_EXERCISE TASK_
Please output every line of the material as it stands, without the pictures.

_TASK INPUT_

-- begin --

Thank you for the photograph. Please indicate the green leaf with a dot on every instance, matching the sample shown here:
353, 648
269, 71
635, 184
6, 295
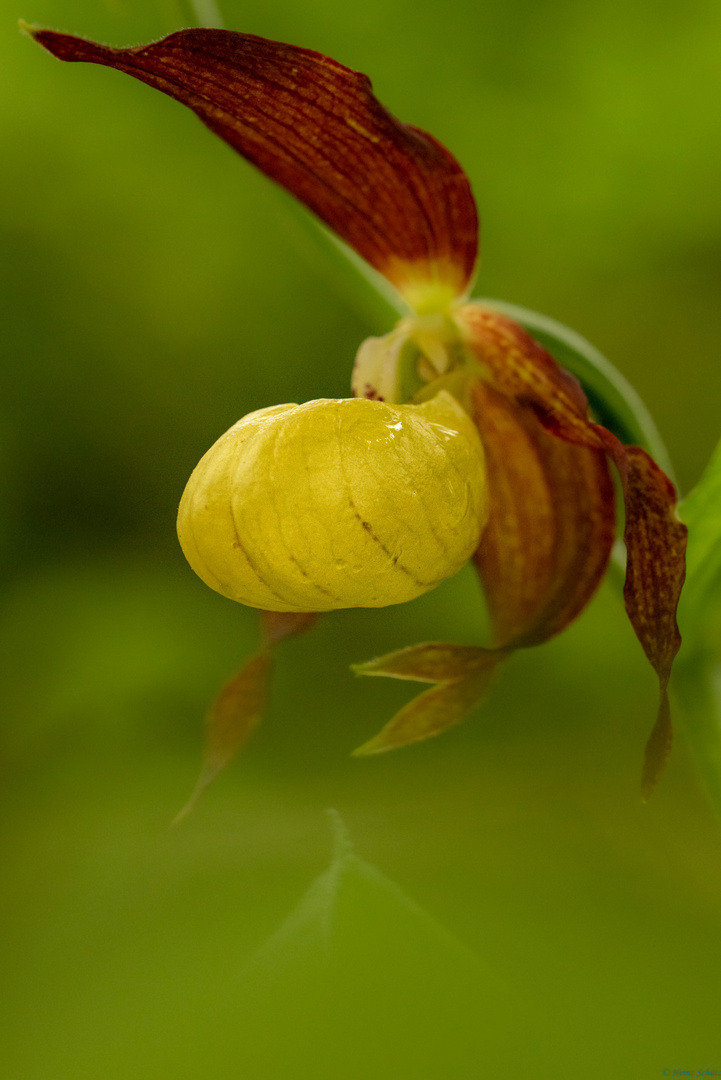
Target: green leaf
613, 400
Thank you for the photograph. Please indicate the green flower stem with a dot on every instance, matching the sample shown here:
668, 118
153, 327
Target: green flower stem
207, 14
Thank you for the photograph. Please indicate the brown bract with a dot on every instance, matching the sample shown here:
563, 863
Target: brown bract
404, 203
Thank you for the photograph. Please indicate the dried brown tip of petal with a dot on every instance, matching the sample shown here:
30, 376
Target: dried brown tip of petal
655, 541
548, 539
390, 190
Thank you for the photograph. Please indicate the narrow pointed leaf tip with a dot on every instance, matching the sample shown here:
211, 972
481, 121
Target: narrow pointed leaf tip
390, 190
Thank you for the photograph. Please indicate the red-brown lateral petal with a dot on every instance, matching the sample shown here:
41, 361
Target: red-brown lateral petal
656, 541
393, 192
547, 542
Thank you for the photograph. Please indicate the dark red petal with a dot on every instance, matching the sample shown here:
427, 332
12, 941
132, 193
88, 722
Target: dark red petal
656, 541
390, 190
517, 366
547, 542
535, 387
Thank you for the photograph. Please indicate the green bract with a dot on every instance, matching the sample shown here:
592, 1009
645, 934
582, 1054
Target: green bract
336, 503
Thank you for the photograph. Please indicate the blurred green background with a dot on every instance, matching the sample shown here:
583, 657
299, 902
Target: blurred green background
153, 291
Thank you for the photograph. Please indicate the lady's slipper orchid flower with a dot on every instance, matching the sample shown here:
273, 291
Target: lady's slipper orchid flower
371, 500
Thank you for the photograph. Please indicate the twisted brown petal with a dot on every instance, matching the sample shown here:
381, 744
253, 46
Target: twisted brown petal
526, 489
656, 541
394, 193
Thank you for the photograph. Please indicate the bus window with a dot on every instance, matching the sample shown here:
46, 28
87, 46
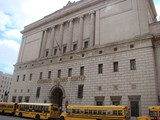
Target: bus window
114, 112
120, 112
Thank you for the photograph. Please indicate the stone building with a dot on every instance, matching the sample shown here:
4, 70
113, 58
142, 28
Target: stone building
5, 86
92, 52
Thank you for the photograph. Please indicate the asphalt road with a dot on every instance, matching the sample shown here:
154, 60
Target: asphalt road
7, 117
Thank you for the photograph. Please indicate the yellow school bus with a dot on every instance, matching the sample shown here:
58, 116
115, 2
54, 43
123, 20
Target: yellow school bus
7, 107
154, 113
96, 113
38, 111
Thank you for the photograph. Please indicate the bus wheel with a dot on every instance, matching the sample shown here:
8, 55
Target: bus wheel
61, 118
37, 117
20, 115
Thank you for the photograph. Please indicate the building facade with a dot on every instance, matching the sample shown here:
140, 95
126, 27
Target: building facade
5, 86
92, 52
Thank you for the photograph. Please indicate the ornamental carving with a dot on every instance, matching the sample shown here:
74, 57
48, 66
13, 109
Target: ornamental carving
64, 79
78, 78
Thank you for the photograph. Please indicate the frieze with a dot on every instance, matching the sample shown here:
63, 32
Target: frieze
44, 81
60, 80
78, 78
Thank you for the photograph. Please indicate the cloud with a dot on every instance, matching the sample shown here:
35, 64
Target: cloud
12, 33
4, 21
8, 54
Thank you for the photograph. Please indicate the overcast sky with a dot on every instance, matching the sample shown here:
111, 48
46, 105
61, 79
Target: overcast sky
14, 15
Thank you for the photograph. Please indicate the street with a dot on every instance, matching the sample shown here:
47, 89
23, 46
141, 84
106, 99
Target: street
7, 117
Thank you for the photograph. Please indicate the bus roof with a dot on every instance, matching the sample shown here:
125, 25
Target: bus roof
154, 107
8, 103
97, 107
39, 104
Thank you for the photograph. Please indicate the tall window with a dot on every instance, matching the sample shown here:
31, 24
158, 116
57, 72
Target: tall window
55, 51
133, 64
59, 74
100, 68
38, 92
134, 108
40, 75
74, 47
47, 52
115, 66
82, 70
49, 74
24, 77
80, 91
86, 44
17, 78
64, 49
30, 76
69, 72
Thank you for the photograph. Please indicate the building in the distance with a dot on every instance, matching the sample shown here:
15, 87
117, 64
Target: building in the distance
92, 52
5, 86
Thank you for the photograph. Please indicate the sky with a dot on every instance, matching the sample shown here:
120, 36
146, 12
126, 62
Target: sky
15, 14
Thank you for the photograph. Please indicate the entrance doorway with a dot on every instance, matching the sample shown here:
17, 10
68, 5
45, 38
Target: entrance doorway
56, 96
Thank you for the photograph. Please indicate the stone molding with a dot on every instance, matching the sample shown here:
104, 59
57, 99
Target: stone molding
56, 15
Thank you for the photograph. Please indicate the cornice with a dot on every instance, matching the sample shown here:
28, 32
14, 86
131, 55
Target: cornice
61, 13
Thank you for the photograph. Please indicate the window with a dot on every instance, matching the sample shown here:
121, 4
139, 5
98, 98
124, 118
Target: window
20, 98
27, 98
80, 91
100, 68
30, 76
132, 46
69, 72
38, 92
47, 51
115, 100
64, 49
115, 66
17, 78
74, 47
49, 74
13, 98
99, 100
134, 108
40, 75
55, 51
86, 44
24, 77
59, 74
82, 70
133, 64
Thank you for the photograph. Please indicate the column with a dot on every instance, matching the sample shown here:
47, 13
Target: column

-- end --

_REPLY TO THE EXERCISE_
Thank you for the photograph. Please indicate the green leaf with a dot on every instance, matching the sample shown here:
353, 648
269, 71
635, 184
6, 295
Target: green leaf
613, 400
Thank you for the photograph. Please indicate the green flower stem with a dot on every instance, matching the sample shown here:
668, 118
153, 327
Target: green flower stem
207, 14
Thank you for the photograph. Please indicate the brown bract with a dot on every instance, matching the sample shown here:
563, 863
Target: brown bract
404, 203
Thank you for the photograph. Please indicate the dried brown tip of petal with a dot on every instance, matching the sample shown here:
30, 376
Target: dried brown tip of petal
655, 541
548, 539
390, 190
Thank you for the photograph. Please indicate the narrow pointed leaf tip with a dot on every instance, matching the sample shown here:
211, 972
481, 121
Target: narrow pointed leaf tip
390, 190
Thank you for the photograph. Please indicate the red-brown lateral petal with a dot on every instance, matching the sample shown here:
41, 361
Target: red-brown lateral petal
656, 541
393, 192
547, 542
Thank you for the photograph. Please indicate the dark red petal with a dot on every instance, matching the sample shown here:
427, 332
12, 941
132, 193
88, 722
Target: dark red petal
656, 541
390, 190
517, 366
547, 542
535, 387
Thank you for the photograph. Please indicate the green bract with a dot on every instance, matching the sample shown here:
592, 1009
645, 934
582, 1054
Target: green bract
336, 503
Thank you for the photograph. Please indicate the blurred green background with a dot on every instance, matching the sample shown here:
583, 657
299, 902
Target: blurred green background
153, 291
Thank you for the photograph. Please indicate the lady's slipper orchid flower with a dot on every instance, matching the sample shown here:
273, 291
Target: lady's slipper orchid flower
371, 500
Thank you for the photograph. Please indicate the twisted brown petal with a dot on every instance, matching the sample shown here:
381, 744
253, 46
Target: twisted brown petal
526, 489
656, 541
394, 193
Thank you for the photograph. Please indicate the bus window with a dot on every instance, matching the sample shown here:
46, 28
87, 46
Target: bus window
114, 112
120, 112
Thank you for the photograph. Please indicate the stone building with a dot on every instance, matching the sample shown here:
4, 70
113, 58
142, 28
Target: stone building
5, 86
92, 52
Thank you for the photograph. Please indicate the asphalt road with a dot on every instance, matching the sample shown here:
154, 60
Target: asphalt road
7, 117
Thank you for the photograph. Please indicate the yellow school bus with a dot on every instance, matching the sample shown here:
58, 116
115, 2
54, 43
123, 20
Target: yellow school bus
7, 107
154, 113
96, 113
38, 111
Thank you for the photograph. Please indicate the bus wheel with a dot on every instance, matching the sample shown here:
8, 55
Target: bus wheel
61, 118
37, 117
20, 115
Thank you for the photograph. Please indicate the building facade with a dot on every instance, matching the sample shown here:
140, 95
126, 27
Target: building facade
5, 86
92, 52
Thank you for the photograph. Please indicate the ornamental carving with a dot on every instance, matching the sample shown here:
74, 57
48, 66
13, 109
Target: ornamental carving
64, 79
78, 78
Thank you for the photograph. Please indicate the frieze with a dot on every instance, matching the sample shown here:
63, 32
Target: frieze
44, 81
60, 80
78, 78
Thank you for the photograph. Please indicate the cloud with a dot on every instance, matching the sample shown here:
35, 64
Target: cloud
12, 33
4, 21
8, 54
Thank you for the photograph. Please indicate the overcast sky with a dot on every instance, matching the sample shown here:
111, 48
46, 105
61, 79
Target: overcast sky
14, 15
Thank you for the photograph. Please indicate the street with a dot on every instance, matching the sample shown here:
47, 89
23, 46
141, 84
106, 99
Target: street
7, 117
Thank you for the photograph. Please indicate the bus roof with a dot on every instance, matching the sample shown here:
125, 25
Target: bus roof
154, 107
8, 103
97, 107
39, 104
Thank you for the photograph. Please indicate the tall window with a dot on every instance, matching the sample shown here:
31, 24
158, 116
57, 72
Target: tall window
55, 51
133, 64
59, 74
100, 68
38, 92
134, 108
40, 75
74, 47
47, 52
115, 66
82, 70
49, 74
24, 77
80, 91
86, 44
17, 78
64, 49
30, 76
69, 72
Thank you for the photograph. Please indicate the building in the distance with a dot on every instance, matching the sample shown here:
15, 87
117, 64
Target: building in the distance
92, 52
5, 86
Thank you for the photograph. Please indicate the sky with a dot on every instance, matching the sample shown here:
120, 36
146, 12
126, 62
Target: sky
15, 14
Thank you for the photograph. Please indicate the entrance doorway with a dot on every instance, matching the sample shown here:
17, 10
68, 5
45, 38
Target: entrance doorway
56, 96
Thank you for the photograph. Please indicate the stone molding with a dot on every instance, matching the sample shown here:
104, 59
57, 99
Target: stone molding
56, 15
Thank you for the photograph. Please indicate the cornice with a dot on every instance, matching the sample shown here:
28, 32
14, 86
131, 55
Target: cornice
61, 13
Thank you for the photograph. Please indicate the window with a dot on every instance, matching the sample shown here:
121, 4
139, 5
98, 98
124, 118
Target: window
20, 98
27, 98
80, 91
100, 68
30, 76
132, 46
69, 72
38, 92
47, 51
115, 100
64, 49
115, 66
17, 78
74, 47
49, 74
13, 98
99, 100
134, 108
40, 75
55, 51
86, 44
24, 77
59, 74
82, 70
133, 64
Thank you for the photograph. Please indicate the column with a dot on every instance, matching the sample shown here:
47, 13
Target: column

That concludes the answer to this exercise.